● EXERCISE DATA
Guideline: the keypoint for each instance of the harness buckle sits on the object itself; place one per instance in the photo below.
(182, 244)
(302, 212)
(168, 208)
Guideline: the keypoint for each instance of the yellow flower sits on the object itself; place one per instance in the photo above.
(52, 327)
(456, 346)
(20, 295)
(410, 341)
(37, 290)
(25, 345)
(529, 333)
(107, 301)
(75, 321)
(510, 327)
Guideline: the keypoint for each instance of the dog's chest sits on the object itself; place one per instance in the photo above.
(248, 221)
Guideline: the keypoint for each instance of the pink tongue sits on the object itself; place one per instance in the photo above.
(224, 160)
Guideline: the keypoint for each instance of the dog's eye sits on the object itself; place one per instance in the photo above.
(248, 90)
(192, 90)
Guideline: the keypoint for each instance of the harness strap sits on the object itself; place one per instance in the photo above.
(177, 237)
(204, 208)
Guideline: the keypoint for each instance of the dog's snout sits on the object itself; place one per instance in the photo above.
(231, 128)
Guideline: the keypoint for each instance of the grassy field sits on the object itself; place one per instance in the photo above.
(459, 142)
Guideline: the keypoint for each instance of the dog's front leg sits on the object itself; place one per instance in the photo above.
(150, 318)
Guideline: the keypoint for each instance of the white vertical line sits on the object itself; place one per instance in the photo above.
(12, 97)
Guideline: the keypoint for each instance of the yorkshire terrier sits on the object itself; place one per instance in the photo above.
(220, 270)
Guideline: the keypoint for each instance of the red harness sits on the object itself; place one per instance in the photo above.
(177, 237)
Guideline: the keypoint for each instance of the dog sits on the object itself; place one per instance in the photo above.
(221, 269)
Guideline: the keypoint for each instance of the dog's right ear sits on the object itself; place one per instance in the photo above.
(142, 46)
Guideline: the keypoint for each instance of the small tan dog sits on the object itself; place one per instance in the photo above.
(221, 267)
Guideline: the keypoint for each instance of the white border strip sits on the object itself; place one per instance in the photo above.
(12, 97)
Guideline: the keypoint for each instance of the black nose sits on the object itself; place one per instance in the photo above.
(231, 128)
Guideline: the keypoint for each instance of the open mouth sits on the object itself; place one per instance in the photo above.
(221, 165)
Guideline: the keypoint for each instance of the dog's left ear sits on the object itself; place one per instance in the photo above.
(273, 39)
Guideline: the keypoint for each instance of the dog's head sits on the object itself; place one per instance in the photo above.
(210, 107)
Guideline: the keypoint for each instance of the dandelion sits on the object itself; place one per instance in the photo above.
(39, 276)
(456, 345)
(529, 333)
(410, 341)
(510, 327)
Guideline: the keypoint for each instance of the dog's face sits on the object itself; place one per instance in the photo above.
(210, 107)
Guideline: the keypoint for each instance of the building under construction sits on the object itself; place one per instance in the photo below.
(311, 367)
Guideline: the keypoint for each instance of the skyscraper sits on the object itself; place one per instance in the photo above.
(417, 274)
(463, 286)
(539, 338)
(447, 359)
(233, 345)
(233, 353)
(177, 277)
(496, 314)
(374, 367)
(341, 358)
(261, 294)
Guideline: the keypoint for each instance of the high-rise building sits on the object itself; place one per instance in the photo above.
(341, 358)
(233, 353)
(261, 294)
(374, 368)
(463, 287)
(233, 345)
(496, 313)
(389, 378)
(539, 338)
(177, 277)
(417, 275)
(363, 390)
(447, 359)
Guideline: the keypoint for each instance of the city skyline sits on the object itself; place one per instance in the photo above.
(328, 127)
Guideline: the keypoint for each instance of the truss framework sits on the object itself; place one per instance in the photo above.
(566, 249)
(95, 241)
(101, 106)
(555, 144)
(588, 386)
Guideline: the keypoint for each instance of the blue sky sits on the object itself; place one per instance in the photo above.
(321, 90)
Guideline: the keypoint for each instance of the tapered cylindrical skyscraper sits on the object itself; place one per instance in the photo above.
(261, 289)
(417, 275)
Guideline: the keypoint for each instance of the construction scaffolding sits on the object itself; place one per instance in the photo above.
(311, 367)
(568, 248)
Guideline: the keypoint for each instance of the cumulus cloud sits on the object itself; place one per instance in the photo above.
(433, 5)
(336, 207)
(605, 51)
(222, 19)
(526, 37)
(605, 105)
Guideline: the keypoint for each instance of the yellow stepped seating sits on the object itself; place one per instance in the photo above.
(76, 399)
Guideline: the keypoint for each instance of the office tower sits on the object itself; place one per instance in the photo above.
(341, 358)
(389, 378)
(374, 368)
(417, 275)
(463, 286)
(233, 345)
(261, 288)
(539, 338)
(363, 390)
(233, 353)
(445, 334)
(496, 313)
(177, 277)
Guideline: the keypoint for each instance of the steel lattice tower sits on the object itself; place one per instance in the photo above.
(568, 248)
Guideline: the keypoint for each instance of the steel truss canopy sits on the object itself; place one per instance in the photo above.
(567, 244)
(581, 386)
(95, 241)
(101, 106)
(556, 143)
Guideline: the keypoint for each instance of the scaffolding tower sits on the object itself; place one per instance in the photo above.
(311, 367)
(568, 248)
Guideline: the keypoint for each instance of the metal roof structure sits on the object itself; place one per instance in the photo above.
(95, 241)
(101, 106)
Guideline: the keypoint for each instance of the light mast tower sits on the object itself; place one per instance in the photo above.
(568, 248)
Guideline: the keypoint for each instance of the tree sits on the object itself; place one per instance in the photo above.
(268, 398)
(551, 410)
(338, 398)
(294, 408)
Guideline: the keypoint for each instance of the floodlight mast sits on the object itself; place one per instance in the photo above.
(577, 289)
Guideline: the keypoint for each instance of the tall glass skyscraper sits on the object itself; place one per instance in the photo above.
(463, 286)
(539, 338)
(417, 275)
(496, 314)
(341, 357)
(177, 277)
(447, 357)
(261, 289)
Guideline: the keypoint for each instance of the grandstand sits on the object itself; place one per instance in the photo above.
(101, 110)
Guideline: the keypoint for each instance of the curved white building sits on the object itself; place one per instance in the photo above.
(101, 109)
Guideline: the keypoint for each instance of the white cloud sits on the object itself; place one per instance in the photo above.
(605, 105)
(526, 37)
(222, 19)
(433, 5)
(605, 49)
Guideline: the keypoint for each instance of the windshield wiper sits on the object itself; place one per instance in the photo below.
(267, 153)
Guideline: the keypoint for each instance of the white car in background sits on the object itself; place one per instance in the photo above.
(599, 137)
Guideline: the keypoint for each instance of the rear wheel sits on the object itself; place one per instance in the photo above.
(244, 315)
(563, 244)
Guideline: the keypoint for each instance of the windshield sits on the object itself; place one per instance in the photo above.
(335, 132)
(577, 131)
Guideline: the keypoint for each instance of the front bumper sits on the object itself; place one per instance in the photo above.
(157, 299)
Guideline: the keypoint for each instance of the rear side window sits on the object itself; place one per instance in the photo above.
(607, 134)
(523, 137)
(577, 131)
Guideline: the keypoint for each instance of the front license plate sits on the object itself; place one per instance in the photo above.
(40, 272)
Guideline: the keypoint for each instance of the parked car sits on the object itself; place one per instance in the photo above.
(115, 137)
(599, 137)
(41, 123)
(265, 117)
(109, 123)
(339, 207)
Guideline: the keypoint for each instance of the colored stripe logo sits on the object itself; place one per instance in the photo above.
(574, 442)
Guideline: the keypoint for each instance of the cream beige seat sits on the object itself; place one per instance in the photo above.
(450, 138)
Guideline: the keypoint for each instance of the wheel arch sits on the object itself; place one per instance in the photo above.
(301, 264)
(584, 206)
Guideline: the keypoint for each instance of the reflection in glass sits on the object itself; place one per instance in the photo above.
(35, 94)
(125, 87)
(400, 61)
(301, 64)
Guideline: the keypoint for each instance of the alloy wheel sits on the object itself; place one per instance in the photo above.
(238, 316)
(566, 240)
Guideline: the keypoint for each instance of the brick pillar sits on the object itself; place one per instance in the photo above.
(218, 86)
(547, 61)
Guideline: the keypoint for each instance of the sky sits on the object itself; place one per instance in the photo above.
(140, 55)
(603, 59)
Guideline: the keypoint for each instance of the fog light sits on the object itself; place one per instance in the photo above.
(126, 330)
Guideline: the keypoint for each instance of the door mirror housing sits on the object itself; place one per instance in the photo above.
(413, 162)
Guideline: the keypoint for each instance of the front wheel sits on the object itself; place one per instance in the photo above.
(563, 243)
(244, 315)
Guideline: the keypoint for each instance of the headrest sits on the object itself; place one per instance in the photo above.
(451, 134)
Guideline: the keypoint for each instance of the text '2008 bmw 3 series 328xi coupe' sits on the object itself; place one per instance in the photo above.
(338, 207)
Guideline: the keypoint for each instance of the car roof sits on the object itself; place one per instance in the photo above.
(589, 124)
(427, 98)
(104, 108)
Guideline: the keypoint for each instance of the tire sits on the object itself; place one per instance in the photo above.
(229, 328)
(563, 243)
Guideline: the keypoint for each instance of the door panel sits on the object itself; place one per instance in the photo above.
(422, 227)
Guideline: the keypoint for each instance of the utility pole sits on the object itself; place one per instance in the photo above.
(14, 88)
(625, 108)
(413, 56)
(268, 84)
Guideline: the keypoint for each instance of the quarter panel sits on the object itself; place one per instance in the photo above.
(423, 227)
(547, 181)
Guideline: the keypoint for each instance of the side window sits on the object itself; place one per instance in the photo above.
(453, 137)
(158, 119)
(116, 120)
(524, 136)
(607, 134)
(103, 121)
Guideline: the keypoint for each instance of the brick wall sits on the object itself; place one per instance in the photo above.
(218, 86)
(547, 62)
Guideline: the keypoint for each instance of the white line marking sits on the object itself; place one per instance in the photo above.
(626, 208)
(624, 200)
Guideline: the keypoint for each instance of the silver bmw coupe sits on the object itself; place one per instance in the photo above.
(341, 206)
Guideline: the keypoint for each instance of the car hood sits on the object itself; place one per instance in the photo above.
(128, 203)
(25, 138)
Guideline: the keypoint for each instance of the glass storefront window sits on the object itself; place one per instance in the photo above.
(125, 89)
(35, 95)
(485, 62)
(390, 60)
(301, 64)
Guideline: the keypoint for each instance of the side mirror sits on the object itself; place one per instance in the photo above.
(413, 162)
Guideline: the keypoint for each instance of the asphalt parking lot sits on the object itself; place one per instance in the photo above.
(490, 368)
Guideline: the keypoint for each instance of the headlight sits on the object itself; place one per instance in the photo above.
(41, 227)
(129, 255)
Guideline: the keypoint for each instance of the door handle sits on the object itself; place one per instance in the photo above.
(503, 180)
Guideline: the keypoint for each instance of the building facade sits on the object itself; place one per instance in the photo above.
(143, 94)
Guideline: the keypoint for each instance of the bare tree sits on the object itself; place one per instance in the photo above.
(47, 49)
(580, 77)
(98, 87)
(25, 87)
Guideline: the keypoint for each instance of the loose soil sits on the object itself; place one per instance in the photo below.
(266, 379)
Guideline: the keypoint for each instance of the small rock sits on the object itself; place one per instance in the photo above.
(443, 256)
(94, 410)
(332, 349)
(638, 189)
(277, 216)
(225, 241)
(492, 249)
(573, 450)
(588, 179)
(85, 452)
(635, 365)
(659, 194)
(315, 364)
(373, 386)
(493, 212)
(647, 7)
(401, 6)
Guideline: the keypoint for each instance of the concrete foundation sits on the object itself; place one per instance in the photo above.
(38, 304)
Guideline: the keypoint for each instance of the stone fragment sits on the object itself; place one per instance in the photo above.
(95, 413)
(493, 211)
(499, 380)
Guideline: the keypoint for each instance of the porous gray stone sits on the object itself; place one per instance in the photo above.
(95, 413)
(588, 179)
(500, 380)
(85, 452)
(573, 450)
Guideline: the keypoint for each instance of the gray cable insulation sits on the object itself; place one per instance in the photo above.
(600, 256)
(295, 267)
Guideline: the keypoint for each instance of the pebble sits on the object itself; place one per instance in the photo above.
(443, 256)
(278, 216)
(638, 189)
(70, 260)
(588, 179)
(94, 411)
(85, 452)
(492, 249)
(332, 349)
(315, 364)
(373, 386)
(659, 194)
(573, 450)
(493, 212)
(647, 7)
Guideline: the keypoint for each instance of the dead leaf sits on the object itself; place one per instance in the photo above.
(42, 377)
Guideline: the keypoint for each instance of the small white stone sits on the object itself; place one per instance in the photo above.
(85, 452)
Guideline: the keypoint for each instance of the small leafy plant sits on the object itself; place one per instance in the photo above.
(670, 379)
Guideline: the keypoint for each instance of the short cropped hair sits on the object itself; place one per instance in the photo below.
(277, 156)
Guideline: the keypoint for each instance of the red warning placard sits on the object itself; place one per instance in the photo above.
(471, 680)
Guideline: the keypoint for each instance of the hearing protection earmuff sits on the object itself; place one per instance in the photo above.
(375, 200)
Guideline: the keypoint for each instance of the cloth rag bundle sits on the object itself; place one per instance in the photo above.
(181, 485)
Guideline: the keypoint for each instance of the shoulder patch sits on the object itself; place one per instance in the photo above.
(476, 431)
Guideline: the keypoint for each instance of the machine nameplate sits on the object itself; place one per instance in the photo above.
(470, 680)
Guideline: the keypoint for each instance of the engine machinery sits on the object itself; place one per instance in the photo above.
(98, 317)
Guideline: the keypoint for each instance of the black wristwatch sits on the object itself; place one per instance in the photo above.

● WHAT IS NEEDED
Word for word, restate only the lines from the one containing "Guideline: the keypoint for each instance of the shoulder" through the last line of the entries, with both ends kept.

● EXERCISE RESULT
Guideline: the keypoint for each instance of the shoulder patch sits on the object itself; place one per instance in the photo above.
(476, 431)
Guideline: the keypoint for each instance of the machine nameplate sits on the object itself; place one per instance in the photo above.
(470, 680)
Guideline: the keypoint for each instance of the engine machinery sits on the object itself; place one per instance in the photo above.
(98, 317)
Guideline: the keypoint for each instance of the black wristwatch sits on the object itself; place one per instance in the photo above.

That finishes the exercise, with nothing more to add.